Supplied material:
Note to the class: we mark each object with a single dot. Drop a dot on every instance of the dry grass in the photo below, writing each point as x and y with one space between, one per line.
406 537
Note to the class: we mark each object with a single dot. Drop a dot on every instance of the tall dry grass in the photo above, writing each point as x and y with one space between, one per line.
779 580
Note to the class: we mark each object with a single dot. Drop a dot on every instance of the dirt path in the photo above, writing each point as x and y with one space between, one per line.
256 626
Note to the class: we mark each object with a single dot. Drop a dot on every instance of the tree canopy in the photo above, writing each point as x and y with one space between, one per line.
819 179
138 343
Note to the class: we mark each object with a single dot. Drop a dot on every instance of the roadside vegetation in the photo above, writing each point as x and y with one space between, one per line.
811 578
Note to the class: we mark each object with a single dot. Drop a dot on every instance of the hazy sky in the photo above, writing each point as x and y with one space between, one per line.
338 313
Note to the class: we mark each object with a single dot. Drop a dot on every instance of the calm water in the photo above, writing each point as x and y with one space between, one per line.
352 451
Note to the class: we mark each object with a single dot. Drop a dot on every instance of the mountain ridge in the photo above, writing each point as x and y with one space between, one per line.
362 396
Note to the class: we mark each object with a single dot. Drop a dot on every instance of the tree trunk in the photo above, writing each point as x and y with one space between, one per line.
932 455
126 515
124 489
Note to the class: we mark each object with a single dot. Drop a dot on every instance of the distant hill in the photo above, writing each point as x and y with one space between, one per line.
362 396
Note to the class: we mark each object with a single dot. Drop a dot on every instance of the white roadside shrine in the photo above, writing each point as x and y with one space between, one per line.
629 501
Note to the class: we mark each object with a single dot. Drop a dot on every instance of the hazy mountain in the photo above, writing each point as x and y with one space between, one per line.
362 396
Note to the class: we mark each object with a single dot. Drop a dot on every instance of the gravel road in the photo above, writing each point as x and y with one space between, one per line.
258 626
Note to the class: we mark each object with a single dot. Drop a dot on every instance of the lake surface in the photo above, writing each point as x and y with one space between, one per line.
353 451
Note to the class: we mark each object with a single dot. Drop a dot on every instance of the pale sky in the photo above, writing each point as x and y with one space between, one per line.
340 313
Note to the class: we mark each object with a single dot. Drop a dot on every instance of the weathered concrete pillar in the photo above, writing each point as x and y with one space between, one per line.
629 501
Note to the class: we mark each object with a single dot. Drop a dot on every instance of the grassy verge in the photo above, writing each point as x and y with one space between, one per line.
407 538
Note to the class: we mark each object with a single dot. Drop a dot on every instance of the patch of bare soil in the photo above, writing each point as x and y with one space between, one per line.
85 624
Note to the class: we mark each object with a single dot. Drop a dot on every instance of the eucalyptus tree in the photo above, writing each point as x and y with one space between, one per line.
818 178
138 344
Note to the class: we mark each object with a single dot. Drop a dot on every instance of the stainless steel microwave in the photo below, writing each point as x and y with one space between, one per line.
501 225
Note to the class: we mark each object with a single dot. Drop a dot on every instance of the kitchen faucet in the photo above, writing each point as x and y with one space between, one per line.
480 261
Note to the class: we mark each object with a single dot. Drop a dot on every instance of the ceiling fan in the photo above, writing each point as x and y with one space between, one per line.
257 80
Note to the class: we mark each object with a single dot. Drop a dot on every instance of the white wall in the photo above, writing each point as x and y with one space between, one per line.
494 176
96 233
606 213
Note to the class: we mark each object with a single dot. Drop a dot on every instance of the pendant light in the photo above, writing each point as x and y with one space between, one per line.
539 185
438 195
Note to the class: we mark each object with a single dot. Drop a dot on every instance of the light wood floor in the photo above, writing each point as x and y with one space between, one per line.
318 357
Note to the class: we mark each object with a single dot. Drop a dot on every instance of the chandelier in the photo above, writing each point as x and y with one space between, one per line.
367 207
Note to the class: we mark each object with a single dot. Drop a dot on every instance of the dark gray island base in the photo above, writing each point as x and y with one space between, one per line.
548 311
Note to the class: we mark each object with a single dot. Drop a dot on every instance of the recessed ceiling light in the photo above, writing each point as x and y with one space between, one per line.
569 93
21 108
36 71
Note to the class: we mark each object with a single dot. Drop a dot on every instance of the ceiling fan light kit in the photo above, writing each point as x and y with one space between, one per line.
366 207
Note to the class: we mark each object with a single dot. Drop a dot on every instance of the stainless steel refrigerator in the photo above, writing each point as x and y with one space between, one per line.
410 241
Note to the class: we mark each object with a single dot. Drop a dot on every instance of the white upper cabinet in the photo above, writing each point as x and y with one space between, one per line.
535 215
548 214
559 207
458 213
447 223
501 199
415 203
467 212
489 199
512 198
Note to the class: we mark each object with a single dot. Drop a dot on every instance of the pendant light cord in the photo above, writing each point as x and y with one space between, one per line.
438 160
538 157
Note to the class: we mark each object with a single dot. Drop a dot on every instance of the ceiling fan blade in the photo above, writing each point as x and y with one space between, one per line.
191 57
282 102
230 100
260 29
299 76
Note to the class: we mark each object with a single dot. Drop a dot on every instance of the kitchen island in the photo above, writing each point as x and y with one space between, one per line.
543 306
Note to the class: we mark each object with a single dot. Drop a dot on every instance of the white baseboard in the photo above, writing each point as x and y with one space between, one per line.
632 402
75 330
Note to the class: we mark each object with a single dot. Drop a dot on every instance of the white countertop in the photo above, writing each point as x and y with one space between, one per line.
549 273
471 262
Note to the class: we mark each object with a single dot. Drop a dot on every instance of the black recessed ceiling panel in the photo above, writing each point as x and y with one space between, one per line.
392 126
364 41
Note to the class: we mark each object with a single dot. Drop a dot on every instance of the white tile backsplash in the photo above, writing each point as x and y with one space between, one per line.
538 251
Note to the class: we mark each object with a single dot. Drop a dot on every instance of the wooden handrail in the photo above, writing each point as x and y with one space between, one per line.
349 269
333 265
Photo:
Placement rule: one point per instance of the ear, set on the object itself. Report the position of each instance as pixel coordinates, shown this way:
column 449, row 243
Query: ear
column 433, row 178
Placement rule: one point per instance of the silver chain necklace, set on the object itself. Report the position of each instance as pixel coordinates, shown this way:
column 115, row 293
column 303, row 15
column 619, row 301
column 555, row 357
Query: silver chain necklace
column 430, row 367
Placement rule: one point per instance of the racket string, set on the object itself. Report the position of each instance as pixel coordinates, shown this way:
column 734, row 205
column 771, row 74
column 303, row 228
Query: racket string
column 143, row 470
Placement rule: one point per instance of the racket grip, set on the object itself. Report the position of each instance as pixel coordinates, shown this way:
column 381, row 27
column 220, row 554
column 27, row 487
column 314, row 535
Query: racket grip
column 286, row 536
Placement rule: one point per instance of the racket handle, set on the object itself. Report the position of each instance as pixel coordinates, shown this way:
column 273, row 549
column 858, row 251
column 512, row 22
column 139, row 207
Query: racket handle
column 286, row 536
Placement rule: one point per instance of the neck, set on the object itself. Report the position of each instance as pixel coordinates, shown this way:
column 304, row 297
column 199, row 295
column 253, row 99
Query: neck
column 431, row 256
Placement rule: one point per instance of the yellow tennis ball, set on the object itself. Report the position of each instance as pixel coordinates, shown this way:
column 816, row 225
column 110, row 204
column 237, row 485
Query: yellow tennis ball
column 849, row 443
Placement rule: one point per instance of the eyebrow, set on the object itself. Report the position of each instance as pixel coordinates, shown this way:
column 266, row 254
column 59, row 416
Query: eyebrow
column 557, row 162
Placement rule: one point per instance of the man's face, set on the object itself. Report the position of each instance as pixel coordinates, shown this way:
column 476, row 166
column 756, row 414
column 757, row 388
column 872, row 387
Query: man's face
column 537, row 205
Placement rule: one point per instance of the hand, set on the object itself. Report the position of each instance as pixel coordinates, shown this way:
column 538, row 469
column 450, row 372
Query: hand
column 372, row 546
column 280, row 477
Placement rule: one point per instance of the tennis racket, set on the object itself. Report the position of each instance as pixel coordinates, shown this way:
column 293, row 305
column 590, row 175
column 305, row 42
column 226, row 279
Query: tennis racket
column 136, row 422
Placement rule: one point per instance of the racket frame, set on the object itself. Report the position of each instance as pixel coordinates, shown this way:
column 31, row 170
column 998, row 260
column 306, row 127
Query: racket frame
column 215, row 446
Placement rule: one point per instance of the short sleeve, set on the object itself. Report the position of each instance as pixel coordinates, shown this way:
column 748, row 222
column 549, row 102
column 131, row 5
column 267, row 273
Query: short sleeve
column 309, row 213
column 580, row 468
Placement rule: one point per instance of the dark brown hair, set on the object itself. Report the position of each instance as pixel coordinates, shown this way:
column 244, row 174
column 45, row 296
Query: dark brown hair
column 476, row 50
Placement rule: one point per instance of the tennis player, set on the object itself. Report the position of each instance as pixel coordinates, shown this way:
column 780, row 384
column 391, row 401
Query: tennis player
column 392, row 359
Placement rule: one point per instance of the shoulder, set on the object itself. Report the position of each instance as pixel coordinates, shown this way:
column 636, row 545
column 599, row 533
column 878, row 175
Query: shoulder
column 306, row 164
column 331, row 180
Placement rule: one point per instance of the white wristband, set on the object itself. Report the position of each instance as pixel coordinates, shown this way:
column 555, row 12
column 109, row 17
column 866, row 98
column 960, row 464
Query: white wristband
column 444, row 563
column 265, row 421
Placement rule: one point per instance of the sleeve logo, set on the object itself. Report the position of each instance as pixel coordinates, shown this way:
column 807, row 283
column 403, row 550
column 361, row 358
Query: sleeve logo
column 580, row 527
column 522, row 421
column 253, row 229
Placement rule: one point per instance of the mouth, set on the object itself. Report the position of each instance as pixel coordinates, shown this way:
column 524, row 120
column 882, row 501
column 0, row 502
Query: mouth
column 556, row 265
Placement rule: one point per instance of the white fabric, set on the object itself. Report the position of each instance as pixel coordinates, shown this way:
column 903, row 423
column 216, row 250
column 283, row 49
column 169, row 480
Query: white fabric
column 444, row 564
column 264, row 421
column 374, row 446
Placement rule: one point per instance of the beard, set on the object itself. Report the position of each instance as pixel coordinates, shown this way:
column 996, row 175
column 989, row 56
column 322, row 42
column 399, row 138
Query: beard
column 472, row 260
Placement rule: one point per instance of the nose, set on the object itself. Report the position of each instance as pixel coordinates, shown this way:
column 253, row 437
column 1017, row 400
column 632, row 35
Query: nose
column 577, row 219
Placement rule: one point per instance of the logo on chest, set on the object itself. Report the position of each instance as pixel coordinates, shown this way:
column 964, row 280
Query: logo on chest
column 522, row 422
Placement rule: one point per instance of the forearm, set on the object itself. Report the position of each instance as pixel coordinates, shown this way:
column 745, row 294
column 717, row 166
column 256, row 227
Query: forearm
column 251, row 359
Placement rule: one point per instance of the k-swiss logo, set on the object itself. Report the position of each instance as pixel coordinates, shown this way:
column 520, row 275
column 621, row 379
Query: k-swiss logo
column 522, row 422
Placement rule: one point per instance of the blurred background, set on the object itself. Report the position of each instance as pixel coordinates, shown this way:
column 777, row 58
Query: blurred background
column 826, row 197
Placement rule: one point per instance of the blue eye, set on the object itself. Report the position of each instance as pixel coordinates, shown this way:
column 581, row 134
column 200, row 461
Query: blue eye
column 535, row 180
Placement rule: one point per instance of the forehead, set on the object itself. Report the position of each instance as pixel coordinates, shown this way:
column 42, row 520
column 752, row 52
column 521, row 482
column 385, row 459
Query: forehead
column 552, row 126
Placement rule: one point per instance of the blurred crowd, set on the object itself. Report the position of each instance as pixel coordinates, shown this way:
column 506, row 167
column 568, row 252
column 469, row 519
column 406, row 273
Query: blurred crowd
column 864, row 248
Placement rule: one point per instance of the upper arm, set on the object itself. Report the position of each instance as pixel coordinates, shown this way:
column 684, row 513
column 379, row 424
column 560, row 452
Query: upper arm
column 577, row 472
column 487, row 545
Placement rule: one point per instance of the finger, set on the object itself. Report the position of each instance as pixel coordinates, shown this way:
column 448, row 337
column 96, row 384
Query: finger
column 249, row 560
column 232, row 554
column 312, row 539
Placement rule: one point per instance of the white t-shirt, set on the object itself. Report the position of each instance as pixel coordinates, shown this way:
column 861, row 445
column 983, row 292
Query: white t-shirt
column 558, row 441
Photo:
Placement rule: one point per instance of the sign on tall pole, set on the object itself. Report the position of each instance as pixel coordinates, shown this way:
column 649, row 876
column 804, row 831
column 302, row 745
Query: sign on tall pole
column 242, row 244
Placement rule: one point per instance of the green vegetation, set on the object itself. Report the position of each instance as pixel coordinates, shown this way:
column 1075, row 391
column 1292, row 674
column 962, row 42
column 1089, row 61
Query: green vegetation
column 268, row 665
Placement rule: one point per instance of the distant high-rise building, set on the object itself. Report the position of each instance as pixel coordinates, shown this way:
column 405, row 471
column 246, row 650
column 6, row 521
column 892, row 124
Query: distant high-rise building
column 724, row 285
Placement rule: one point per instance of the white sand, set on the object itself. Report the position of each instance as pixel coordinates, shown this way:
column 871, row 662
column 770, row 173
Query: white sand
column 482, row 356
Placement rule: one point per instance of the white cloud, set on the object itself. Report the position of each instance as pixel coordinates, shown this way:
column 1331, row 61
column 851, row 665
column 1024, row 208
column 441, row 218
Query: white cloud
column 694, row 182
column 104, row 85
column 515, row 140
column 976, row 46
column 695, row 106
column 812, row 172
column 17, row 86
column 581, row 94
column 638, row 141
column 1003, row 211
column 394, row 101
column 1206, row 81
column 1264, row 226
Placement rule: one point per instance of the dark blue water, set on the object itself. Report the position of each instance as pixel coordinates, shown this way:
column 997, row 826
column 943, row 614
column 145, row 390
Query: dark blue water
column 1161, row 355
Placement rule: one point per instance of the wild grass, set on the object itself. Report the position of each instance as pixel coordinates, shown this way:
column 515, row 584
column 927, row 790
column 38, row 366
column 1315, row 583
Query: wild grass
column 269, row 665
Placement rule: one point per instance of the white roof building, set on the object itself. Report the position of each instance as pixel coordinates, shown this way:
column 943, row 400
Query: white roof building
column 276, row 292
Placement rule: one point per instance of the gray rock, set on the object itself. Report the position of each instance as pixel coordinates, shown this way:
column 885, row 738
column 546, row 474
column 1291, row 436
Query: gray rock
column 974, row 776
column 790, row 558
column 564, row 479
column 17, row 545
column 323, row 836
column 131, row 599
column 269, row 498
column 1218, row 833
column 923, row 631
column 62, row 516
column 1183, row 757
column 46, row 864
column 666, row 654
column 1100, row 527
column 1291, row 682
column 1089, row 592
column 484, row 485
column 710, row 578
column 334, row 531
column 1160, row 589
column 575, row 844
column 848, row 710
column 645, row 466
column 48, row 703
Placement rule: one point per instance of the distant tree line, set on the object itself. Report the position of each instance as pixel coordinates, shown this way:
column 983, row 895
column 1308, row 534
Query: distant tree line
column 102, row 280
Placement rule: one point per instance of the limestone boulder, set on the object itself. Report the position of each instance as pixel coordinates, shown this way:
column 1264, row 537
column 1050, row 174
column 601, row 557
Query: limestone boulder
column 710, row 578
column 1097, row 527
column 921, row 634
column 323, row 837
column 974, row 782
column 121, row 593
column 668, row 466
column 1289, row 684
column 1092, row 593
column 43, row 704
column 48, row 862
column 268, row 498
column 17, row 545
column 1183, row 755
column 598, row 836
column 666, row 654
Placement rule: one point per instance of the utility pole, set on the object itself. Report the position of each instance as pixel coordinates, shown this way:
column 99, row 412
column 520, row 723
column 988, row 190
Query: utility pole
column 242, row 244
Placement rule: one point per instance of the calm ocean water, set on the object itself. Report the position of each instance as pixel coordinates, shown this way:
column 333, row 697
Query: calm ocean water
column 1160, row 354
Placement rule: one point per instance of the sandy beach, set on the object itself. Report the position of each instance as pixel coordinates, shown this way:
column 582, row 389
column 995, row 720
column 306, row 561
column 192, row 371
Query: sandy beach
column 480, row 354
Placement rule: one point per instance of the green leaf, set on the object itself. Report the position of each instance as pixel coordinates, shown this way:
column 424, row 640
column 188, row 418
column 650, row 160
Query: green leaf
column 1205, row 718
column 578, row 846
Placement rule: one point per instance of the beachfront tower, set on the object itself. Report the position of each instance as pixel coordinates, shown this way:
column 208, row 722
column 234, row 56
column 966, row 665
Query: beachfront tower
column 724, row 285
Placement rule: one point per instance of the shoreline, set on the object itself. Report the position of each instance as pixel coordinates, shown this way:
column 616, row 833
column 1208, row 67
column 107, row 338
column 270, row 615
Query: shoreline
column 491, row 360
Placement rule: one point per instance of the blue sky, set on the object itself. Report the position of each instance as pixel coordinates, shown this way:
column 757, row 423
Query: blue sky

To do:
Reproduce only the lines above spanning from the line containing "Query: white t-shirt" through the line containing "column 145, row 390", word for word.

Solution to this problem:
Query: white t-shirt
column 558, row 441
Photo:
Placement rule: one point per instance of the sign on tall pole, set on the object itself. Report the position of each instance as pixel coordinates, shown this way:
column 649, row 876
column 804, row 831
column 302, row 745
Query: sign on tall pole
column 242, row 244
Placement rule: one point per instance of the green vegetation, set on the object itself. Report the position of each instance as pixel coordinates, shown this way:
column 1075, row 391
column 1292, row 674
column 962, row 42
column 1089, row 61
Query: green vegetation
column 268, row 665
Placement rule: one point per instance of the distant high-rise building, set on the object itself. Report the position of each instance as pixel coordinates, shown this way:
column 405, row 471
column 246, row 650
column 6, row 521
column 892, row 124
Query: distant high-rise building
column 724, row 285
Placement rule: one point per instance of the white sand, set on the object itself. Report the position of each instance as pixel coordinates, shown this way:
column 871, row 662
column 770, row 173
Query: white sand
column 482, row 356
Placement rule: one point per instance of the white cloud, set on the object itself. Report the position of each instance as pixel coordinates, shown this way:
column 1331, row 61
column 851, row 665
column 1024, row 208
column 441, row 218
Query: white cloud
column 694, row 182
column 104, row 85
column 515, row 140
column 976, row 46
column 695, row 106
column 812, row 172
column 17, row 86
column 581, row 94
column 638, row 141
column 1003, row 211
column 394, row 101
column 1206, row 81
column 1264, row 226
Placement rule: one point per instance of the dark blue water, set on the object itself. Report the position of each instance as pixel coordinates, shown this way:
column 997, row 826
column 943, row 614
column 145, row 390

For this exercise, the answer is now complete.